RECORDS TO PROCESS:
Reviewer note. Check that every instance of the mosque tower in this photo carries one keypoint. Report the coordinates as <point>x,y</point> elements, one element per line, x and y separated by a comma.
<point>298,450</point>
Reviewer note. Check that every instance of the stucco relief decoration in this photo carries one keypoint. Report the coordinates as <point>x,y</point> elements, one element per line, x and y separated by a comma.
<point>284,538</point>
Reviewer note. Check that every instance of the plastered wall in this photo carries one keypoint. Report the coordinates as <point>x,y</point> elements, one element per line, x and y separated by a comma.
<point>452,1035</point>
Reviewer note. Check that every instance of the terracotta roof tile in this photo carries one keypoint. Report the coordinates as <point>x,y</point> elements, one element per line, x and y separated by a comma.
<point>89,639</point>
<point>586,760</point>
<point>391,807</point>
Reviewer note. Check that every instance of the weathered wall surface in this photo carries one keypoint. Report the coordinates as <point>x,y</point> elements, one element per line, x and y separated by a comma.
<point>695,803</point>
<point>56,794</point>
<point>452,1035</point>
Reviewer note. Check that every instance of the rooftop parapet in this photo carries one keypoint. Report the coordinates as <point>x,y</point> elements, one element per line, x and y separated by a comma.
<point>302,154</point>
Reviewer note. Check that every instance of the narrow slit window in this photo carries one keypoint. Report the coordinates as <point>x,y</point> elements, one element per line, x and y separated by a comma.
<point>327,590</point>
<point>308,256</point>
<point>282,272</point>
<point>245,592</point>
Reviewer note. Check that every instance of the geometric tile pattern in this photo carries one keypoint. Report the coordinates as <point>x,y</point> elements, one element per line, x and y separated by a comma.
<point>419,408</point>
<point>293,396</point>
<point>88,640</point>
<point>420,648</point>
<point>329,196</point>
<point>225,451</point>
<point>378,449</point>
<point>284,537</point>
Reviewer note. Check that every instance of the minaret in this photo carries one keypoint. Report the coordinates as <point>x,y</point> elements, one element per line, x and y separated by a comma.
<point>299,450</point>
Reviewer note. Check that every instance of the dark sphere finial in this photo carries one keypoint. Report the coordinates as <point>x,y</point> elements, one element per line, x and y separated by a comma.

WORK ITEM:
Up to and including the last line of the records above, print exactly every line from the one that contains "Reviewer note. Check that every instance of the terracotta" onward.

WRITTEN REPLY:
Reviewer note. Check that every instance of the terracotta roof tile in this photo carries one keypoint. Report the coordinates as <point>x,y</point> elements, one element per line, x and y separated by a comma.
<point>89,639</point>
<point>586,760</point>
<point>391,807</point>
Reviewer note. Check that every instance of the weathered wall surface in this photo carries one keypoint. Report the coordinates as <point>x,y</point> elements, one element per line, x and y separated by a comma.
<point>695,803</point>
<point>56,794</point>
<point>452,1035</point>
Reviewer note. Check that every instance of the rooftop parapet in this photo carries one keypoint. Report the coordinates as <point>x,y</point> elements, one element per line, x and y separated by a comma.
<point>302,154</point>
Reviewer note. Check that every instance of the narrow slit window in this photo carries one keypoint. Report the coordinates as <point>x,y</point> elements, one element per line, x and y separated by a comma.
<point>327,590</point>
<point>308,256</point>
<point>282,272</point>
<point>245,592</point>
Reviewer note. Check that every instance of the geometric tile pattern in this photo carries one keypoint. Report the coordinates as <point>x,y</point> elements, one element per line, x and y separated by a comma.
<point>419,408</point>
<point>293,396</point>
<point>88,640</point>
<point>420,648</point>
<point>329,196</point>
<point>225,451</point>
<point>378,449</point>
<point>284,537</point>
Reviewer note. Check that every instance of the minaret in this photo carries one keypoint. Report the coordinates as <point>x,y</point> elements, one element per line, x and y separated by a comma.
<point>299,450</point>
Reviewer note. Check that every instance of the dark sphere finial in this photo carries one keypoint. Report the coordinates as <point>x,y</point> elements, one element per line, x and y separated by a comma.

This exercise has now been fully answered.